Date: Version of May 8, 2009.
Matt Holden and Haley Beaupre made important points that immensely improved the quality of this analysis. The most current version of my dataset is available at http://www.nd.edu/~dhicks1/writing/PhilGourmet.csv.
This note summarizes the methods and conclusions of my statistical analysis of The philosophical gourmet report 2009 (henceforth PhG).
My analysis was motivated by several prior critiques of PhG. The two most influential on me have been Julie Van Camp’s ‘Female-friendly departments: A modest proposal for picking graduate programs in philosophy’ 1 and Richard’s Heck’s ‘About PGR’ 2 .
One of Van Camp’s primary concerns is that PhG exhibits gender bias:
| If there was a gender bias in judging the work of female researchers, then we might expect that departments which have a higher percentage of women on tenured/tenure-track appointments suffer in the rankings overall. Departments with higher percentages of women might be lower on the list than they should otherwise be, and departments with lower percentages of women might be higher on the list than they should otherwise be. If we saw a clear and consistent correlation (say, the lower the percentage of women on a faculty, the higher the ranking of the department on the list), that might raise reasonable suspicions about gender bias, but certainly not settle the matter. It would be even more suspicious if a department moved up or down on the list over the years in concert with increases and decreases in its proportion of faculty women. |
Heck’s concerns are more classically methodological: it is not clear that the survey methodology is actually measuring anything, much less anything that is an important discriminant between ‘graduate programs in philosophy’.

[Data items]

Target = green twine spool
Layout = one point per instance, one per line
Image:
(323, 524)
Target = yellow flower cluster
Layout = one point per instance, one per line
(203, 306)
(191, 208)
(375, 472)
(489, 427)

● **AIM 1**
Retype the portion of the note on the gourmet report analysis between "Matt Holden and" and "Heck’s ‘About PGR’ 2 .", inclusive.
● **AIM 2**
Summarize the note on the gourmet report analysis in two sentences.
● **AIM 3**
In the note on the gourmet report analysis, which two prior critiques are named as the most influential?

● **OUTPUT 1**
Matt Holden and Haley Beaupre made important points that immensely improved the quality of this analysis. The most current version of my dataset is available at http://www.nd.edu/~dhicks1/writing/PhilGourmet.csv.
This note summarizes the methods and conclusions of my statistical analysis of The philosophical gourmet report 2009 (henceforth PhG).
My analysis was motivated by several prior critiques of PhG. The two most influential on me have been Julie Van Camp’s ‘Female-friendly departments: A modest proposal for picking graduate programs in philosophy’ 1 and Richard’s Heck’s ‘About PGR’ 2 .

● **OUTPUT 2**
The note summarizes the methods and conclusions of a statistical analysis of The philosophical gourmet report 2009, an analysis motivated most strongly by critiques from Julie Van Camp and Richard Heck. Van Camp's primary concern is gender bias, such as departments with more women on the faculty possibly ranking lower than they should, while Heck questions whether the survey methodology is actually measuring anything.

● **OUTPUT 3**
Julie Van Camp's 'Female-friendly departments: A modest proposal for picking graduate programs in philosophy' and Richard Heck's 'About PGR'.